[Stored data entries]
################
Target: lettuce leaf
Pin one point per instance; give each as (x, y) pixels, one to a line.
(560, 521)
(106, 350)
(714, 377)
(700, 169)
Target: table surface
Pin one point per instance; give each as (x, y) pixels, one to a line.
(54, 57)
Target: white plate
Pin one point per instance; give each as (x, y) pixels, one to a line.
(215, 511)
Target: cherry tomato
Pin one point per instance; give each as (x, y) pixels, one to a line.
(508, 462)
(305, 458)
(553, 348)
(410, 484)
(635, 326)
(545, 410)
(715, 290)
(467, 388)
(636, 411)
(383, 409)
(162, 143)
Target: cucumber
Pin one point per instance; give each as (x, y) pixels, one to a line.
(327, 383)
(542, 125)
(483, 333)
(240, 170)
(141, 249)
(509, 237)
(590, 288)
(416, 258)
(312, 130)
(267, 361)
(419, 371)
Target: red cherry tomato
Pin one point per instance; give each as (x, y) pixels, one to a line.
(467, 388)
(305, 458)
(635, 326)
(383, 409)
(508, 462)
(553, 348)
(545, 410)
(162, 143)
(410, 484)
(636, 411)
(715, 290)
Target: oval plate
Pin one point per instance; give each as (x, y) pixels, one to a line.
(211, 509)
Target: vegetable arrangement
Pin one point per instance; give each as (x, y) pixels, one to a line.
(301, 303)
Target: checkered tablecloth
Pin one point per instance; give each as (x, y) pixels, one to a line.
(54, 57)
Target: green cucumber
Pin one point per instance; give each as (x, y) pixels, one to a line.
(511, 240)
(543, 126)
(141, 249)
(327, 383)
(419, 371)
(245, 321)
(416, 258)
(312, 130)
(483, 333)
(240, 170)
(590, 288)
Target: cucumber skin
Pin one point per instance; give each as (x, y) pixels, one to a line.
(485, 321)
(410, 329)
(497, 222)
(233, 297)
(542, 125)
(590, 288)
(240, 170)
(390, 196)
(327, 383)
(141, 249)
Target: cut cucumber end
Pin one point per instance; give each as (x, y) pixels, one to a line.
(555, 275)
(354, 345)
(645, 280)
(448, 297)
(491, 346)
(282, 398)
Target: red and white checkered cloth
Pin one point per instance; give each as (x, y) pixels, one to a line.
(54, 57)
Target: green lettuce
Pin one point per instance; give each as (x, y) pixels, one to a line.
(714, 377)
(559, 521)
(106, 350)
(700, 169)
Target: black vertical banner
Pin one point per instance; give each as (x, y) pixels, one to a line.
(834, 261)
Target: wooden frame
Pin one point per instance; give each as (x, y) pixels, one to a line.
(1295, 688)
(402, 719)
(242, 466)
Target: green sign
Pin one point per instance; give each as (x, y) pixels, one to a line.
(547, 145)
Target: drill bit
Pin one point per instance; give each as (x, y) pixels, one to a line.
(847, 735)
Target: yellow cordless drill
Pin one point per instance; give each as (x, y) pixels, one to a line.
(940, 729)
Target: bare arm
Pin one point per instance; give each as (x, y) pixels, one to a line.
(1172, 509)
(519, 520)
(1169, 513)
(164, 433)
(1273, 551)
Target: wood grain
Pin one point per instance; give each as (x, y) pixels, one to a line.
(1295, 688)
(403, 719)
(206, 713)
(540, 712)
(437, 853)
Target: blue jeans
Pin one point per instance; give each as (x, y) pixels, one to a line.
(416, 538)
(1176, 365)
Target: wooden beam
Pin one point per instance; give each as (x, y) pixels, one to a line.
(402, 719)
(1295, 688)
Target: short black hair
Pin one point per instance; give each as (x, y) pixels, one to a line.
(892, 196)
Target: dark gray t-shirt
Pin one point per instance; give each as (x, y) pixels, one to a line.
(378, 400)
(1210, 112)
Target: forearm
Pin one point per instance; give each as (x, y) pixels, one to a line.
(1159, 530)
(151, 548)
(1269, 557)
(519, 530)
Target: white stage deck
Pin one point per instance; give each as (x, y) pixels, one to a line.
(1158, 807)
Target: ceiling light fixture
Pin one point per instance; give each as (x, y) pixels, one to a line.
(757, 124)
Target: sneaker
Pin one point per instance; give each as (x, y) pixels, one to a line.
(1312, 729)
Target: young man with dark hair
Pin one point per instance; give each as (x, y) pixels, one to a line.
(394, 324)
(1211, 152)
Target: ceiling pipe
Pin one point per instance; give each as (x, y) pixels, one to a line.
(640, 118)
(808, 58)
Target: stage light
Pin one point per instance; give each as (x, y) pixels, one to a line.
################
__Your task__
Rewrite all of the entries above, substituting "Label" for every occurrence of "Target" and leaving everything else unchanged.

__Solution below__
Label: lettuce leaf
Pin one point per instance; give each as (x, y) pixels, one to a line.
(560, 521)
(106, 350)
(714, 377)
(700, 169)
Label: table surface
Pin one point per instance; give each as (x, y) pixels, one to a line.
(54, 57)
Label: white plate
Pin one point per instance; give each as (x, y) pixels, one to a line.
(215, 511)
Label: cherry tomato
Pin one point per instance; give each as (x, y) pixels, one to a line.
(508, 462)
(305, 458)
(553, 348)
(410, 484)
(635, 326)
(545, 410)
(715, 290)
(467, 388)
(636, 411)
(383, 409)
(162, 143)
Label: cucumber
Pin one point per instance; give each as (x, y) pixels, one to a line.
(327, 383)
(542, 125)
(483, 333)
(240, 170)
(141, 249)
(509, 237)
(590, 288)
(416, 258)
(312, 130)
(267, 361)
(419, 371)
Label: red cherry tomato
Pin one point per instance; give each as (x, y) pixels, one to a line.
(467, 388)
(305, 458)
(635, 326)
(383, 409)
(508, 462)
(553, 348)
(545, 410)
(162, 143)
(410, 484)
(636, 411)
(715, 290)
Label: oval plate
Pin one point per instance; give each as (x, y) pixels, one to a line.
(211, 509)
Label: vegetable arrangement
Pin one point per instance; give each as (x, y) pixels, one to a line.
(301, 303)
Label: checkered tablecloth
Pin one point per instance; give each as (x, y) pixels, one to a line.
(54, 57)
Label: green cucumber
Pin one point per instance; give each as (x, y) pixels, one to a line.
(511, 240)
(543, 126)
(141, 249)
(327, 383)
(419, 371)
(245, 321)
(416, 258)
(312, 130)
(483, 333)
(240, 170)
(590, 288)
Label: cucumber skin
Pin one point per instance; give each as (x, y) pixels, one to a line.
(485, 321)
(410, 329)
(497, 222)
(233, 297)
(542, 125)
(590, 288)
(240, 170)
(390, 196)
(327, 383)
(141, 249)
Label: cut cucumber end
Pin one point per instance; give each as (x, y) pixels, one to a line.
(555, 275)
(354, 345)
(645, 280)
(448, 297)
(491, 346)
(282, 398)
Label: red and white checkered cloth
Pin one point per instance; give each as (x, y) pixels, one to a line.
(54, 57)
Label: green lettuce
Pin one point per instance; give each as (x, y) pixels, one to a line.
(714, 377)
(559, 521)
(106, 350)
(700, 169)
Label: black vertical banner
Pin one point per instance; give each as (x, y) pixels, one to a line.
(834, 261)
Label: wooden frame
Pin one point per instance; give each as (x, y) pixels, one to a line.
(1295, 688)
(402, 719)
(242, 466)
Label: green sign
Pin one point per instance; give each as (x, y) pixels, one to a line.
(547, 145)
Label: drill bit
Pin one point per instance; give each as (x, y) pixels, one to a line.
(847, 735)
Label: yellow cordless drill
Pin one point per instance; give each as (x, y) pixels, one to a line.
(940, 729)
Label: bare arm
Pin one point per instance; give each as (x, y) pixels, one to a line.
(1172, 509)
(519, 520)
(1169, 513)
(164, 433)
(1273, 551)
Label: wood grain
Pin one point per instance; give each as (x, y) pixels, one to a line.
(1295, 688)
(403, 719)
(206, 713)
(540, 712)
(437, 853)
Label: blue jeans
Pin one point per instance; give each as (x, y) pixels, one to a line.
(416, 538)
(1176, 365)
Label: wooden beam
Pin one point per instance; give each as (x, y) pixels, one to a line.
(402, 719)
(1295, 688)
Label: short black hair
Pin one point per instance; give each as (x, y) pixels, one to a line.
(892, 196)
Label: dark gray t-shirt
Pin one point per instance; give each as (x, y) pixels, one to a line.
(378, 400)
(1210, 112)
Label: forearm
Pin one point per instance; give each as (x, y) pixels, one to a line.
(1159, 530)
(151, 548)
(1269, 557)
(519, 530)
Label: white stage deck
Pin one point per instance; give each as (x, y) pixels, one to a line.
(1158, 807)
Label: ceiling light fixture
Pin one point per instance; give each as (x, y) pixels, one to a line.
(757, 124)
Label: sneaker
Pin one point per instance; give each as (x, y) pixels, one to a line.
(1312, 729)
Label: young man with dark hair
Pin one point per instance; give each as (x, y) pixels, one to a line.
(394, 324)
(1211, 152)
Label: ceiling pipe
Pin one point per instance; give each as (x, y) pixels, one to a line.
(640, 118)
(808, 58)
Label: stage light
Pin one point per instance; give each as (x, y) pixels, one to a line.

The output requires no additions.